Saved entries

* * * * *

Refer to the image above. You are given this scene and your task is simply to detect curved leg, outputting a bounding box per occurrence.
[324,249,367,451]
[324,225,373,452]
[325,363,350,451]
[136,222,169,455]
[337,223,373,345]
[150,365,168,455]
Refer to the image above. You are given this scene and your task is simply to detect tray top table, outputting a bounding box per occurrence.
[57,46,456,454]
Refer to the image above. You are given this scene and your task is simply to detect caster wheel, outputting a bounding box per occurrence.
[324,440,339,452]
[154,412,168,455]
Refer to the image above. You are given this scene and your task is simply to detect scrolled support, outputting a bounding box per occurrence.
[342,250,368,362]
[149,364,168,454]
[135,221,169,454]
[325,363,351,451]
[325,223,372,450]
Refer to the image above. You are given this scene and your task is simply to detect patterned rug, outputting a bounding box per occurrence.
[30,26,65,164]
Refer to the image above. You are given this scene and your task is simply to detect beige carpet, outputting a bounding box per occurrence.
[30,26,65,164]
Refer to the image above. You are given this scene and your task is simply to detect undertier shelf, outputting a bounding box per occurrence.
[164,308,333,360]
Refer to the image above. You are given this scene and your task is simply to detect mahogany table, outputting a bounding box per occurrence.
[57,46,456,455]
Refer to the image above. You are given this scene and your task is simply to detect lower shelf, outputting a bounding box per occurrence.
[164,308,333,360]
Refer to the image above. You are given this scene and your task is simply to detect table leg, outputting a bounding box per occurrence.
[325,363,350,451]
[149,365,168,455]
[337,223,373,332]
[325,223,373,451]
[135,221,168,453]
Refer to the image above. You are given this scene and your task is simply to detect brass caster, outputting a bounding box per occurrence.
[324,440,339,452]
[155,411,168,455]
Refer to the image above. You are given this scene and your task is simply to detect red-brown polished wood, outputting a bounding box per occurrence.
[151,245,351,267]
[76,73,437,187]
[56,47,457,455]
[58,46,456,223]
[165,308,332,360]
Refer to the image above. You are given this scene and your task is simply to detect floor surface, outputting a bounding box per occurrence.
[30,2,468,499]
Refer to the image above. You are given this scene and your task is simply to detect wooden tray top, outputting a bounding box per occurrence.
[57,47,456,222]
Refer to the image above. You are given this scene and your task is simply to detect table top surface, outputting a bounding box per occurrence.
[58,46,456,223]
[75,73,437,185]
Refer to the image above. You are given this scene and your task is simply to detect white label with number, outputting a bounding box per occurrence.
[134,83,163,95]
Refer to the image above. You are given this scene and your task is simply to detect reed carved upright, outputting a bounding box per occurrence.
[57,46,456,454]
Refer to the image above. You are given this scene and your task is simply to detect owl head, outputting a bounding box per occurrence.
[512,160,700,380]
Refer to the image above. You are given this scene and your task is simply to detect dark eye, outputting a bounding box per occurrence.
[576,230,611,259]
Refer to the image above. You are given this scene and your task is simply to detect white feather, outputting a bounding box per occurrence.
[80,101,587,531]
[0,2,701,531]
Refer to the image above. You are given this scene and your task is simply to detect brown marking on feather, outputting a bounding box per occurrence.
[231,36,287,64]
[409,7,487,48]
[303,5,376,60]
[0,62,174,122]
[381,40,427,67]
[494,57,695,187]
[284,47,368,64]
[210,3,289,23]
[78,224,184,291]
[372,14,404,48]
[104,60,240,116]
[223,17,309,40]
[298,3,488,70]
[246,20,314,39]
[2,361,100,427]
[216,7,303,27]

* * * * *

◆ Exercise requirements
Each record must be returned exactly as it is written.

◆ Answer
Refer to the image above. You are given this scene and your task is simply to detect curved leg, outputting a bounding box per occurrence.
[324,249,367,451]
[324,225,373,452]
[325,363,350,451]
[136,222,169,455]
[337,223,373,345]
[150,365,168,455]
Refer to the image above. You are given this scene and your task is simply to detect tray top table, outputting a bounding box per occurrence.
[57,46,456,454]
Refer to the image above. You are given this scene and your task is simply to detect caster wheel, outputting a bounding box per occurrence.
[324,440,339,452]
[154,412,168,455]
Refer to the image above. You are given this scene and your task is simply to detect scrolled support, outputting a bounding box per occurrence.
[342,250,368,362]
[149,364,168,454]
[135,221,169,454]
[325,363,351,451]
[325,223,372,450]
Refer to the image above. You are given this scene and your task is simply to detect patterned rug, outputting a bounding box per occurrence.
[30,26,65,164]
Refer to the image above. You are given this scene and your task is simply to detect beige carpet, outputting a bounding box per occurrence.
[30,26,65,164]
Refer to the image above. You are given this scene and your task is simply to detect undertier shelf, outputting a bounding box per occurrence.
[164,308,333,360]
Refer to the image above. You are given this scene and your task is simply to detect mahogany table, outputting a bounding box per occurrence.
[57,46,456,455]
Refer to the image above. You are given this scene and your task is simply to detect lower shelf, outputting a bounding box per occurrence.
[164,308,333,360]
Refer to the image above. You are given this scene and your task is simply to detect table leg, outputting a bounding box per occurrence.
[325,363,350,451]
[149,365,168,455]
[337,223,373,332]
[325,223,373,451]
[135,221,168,453]
Refer to the image above. You are given this scene and your task is simply to detect brass caster, outputting a bounding box per occurrence.
[324,440,339,452]
[155,411,168,455]
Refer to the image above. You are given this scene and your task is simply to detect red-brown polished wood, outputting a bounding box per occurrence.
[151,245,351,267]
[76,73,437,187]
[56,47,457,455]
[58,46,456,223]
[165,308,332,360]
Refer to the image above. You are given this scene and your task is simply to detect floor surface, outputting a bounding box per occurrence.
[30,2,468,499]
Refer to the image above. You are given this scene and your task is simply to detect wooden tray top, outputting a bounding box per occurrence.
[57,47,456,222]
Refer to the image above. You are given this scene and your task is simply to detect table top surface, outputting a bounding box per occurrence.
[58,46,456,223]
[75,73,437,185]
Refer to the image above. You are given this scene and your task is simply to detect white label with number, outputting a bounding box per occurrence.
[134,83,163,95]
Refer to the image above. You are given this scene and your task is simply to detect reed carved upright, outputting a bounding box per occurrence.
[57,46,456,454]
Refer to the image above. You are given this scene and your task is simply to detect owl head, outputting a bounding box per occurrence.
[512,160,700,380]
Refer to the image above. You are given this scene and your task is simply to detect dark eye, outputting a bounding box per occurrence.
[576,230,611,259]
Refer to the image above. You are given this scene and your task is simply to detect white feather, outputting a bounding box per occurrence.
[80,101,587,531]
[0,2,701,531]
Refer to the image above. You are given this scene and your task is simply to detect brown marking on feather, outputting a bounding box per occurrence.
[231,36,287,64]
[409,7,487,48]
[303,5,376,60]
[0,62,174,122]
[381,40,427,67]
[494,57,695,187]
[284,47,368,64]
[210,3,289,23]
[78,224,184,291]
[372,14,404,48]
[104,60,240,116]
[223,17,309,40]
[298,3,488,70]
[246,20,314,39]
[2,361,100,427]
[216,7,303,27]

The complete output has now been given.